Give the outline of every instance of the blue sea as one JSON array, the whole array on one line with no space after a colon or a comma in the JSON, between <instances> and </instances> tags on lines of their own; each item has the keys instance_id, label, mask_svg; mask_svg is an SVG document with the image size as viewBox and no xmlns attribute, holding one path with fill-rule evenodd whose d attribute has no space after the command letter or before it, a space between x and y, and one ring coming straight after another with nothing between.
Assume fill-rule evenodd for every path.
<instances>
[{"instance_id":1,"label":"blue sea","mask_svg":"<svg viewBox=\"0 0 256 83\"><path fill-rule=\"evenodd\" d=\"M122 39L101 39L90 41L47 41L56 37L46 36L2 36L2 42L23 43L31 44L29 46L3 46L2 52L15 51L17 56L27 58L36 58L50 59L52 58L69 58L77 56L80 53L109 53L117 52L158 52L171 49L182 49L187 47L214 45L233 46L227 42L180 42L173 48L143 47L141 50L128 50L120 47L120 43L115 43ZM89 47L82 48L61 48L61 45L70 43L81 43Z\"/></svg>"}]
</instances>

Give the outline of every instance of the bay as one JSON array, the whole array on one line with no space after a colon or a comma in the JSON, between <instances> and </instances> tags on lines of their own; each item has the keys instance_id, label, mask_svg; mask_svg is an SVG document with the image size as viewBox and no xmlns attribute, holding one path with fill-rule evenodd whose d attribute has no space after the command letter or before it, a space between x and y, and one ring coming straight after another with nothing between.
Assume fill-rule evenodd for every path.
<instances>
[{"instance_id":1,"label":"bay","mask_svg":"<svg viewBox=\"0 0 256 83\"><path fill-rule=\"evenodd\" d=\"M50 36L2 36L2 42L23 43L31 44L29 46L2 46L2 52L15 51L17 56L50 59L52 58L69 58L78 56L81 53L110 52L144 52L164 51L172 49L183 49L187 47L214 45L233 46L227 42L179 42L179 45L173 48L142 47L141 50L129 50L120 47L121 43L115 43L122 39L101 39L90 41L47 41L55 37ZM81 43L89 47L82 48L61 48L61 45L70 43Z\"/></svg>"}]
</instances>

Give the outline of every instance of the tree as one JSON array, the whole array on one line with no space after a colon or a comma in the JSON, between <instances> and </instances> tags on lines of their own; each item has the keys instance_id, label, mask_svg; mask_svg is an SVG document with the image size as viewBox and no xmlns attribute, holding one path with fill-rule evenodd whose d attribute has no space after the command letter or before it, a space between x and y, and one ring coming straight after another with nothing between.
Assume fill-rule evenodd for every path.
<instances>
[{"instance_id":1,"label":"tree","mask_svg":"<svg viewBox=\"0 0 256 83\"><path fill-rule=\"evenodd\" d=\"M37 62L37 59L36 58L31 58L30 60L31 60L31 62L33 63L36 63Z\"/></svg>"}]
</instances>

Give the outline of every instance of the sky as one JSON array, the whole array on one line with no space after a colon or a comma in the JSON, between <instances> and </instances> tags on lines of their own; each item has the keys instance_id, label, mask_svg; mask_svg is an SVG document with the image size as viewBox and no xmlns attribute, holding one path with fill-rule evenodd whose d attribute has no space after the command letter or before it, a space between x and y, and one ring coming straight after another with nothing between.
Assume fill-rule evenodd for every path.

——

> [WHAT YOU WILL DO]: Restate each entry exactly, skipping none.

> [REPLY]:
Give the outline of every instance of the blue sea as one JSON array, the whole array on one line with no space after a colon or a comma in the JSON, between <instances> and </instances> tags on lines of their own; each item has the keys instance_id, label, mask_svg; mask_svg is an SVG document with the image size as viewBox and no xmlns attribute, holding one path with fill-rule evenodd whose d attribute has no space after the command letter or before it, a space between x and y, and one ring coming straight after another with nothing between.
Assume fill-rule evenodd for every path.
<instances>
[{"instance_id":1,"label":"blue sea","mask_svg":"<svg viewBox=\"0 0 256 83\"><path fill-rule=\"evenodd\" d=\"M122 39L101 39L90 41L47 41L56 37L46 36L2 36L2 42L23 43L31 44L29 46L3 46L2 52L15 51L17 56L27 58L36 58L50 59L52 58L69 58L77 56L80 53L109 53L117 52L158 52L171 49L182 49L187 47L214 45L233 46L227 42L180 42L173 48L143 47L141 50L128 50L120 47L120 43L115 43ZM89 47L82 48L61 48L61 45L70 43L81 43Z\"/></svg>"}]
</instances>

Give the outline of every instance of the bay as one JSON array, the whole array on one line with no space after a colon or a comma in the JSON, between <instances> and </instances> tags on lines of their own; each item has the keys instance_id, label, mask_svg; mask_svg is an SVG document with the image size as viewBox and no xmlns attribute, holding one path with fill-rule evenodd whose d attribute has no space after the command letter or before it, a space between x and y, and one ring coming straight after another with nothing between.
Assume fill-rule evenodd for every path.
<instances>
[{"instance_id":1,"label":"bay","mask_svg":"<svg viewBox=\"0 0 256 83\"><path fill-rule=\"evenodd\" d=\"M50 36L2 36L2 42L23 43L31 44L29 46L2 46L2 52L15 51L17 56L50 59L52 58L69 58L78 56L81 53L110 52L144 52L164 51L172 49L183 49L187 47L214 45L233 46L227 42L179 42L179 45L173 48L142 47L141 50L129 50L120 47L121 43L115 43L122 39L101 39L90 41L47 41L55 37ZM81 43L89 47L82 48L61 48L61 45L70 43Z\"/></svg>"}]
</instances>

Give the outline of every instance of the tree as one JSON array, the whole array on one line with no space after a colon or a comma in the JSON, between <instances> and </instances> tags on lines of their own; each item has the keys instance_id, label, mask_svg; mask_svg is an SVG document with the image size as viewBox and no xmlns attribute, holding one path with fill-rule evenodd whose d attribute has no space after the command letter or before it, a space between x and y, and one ring coming straight after another with nothing between.
Assume fill-rule evenodd for every path.
<instances>
[{"instance_id":1,"label":"tree","mask_svg":"<svg viewBox=\"0 0 256 83\"><path fill-rule=\"evenodd\" d=\"M37 62L37 59L36 58L31 58L30 60L31 60L31 62L33 63L36 63Z\"/></svg>"}]
</instances>

Give the outline of every instance of the sky as one JSON array, the whole array on one line with no space after a colon or a comma in the JSON, between <instances> and </instances> tags on lines of their own; each item has the keys instance_id, label, mask_svg; mask_svg is an SVG document with the image size as viewBox and no xmlns attribute, holding one path with fill-rule evenodd whose d attribute has no space after the command letter or before it, a space between x and y, and one ring coming straight after another with nothing between.
Assume fill-rule evenodd for every path.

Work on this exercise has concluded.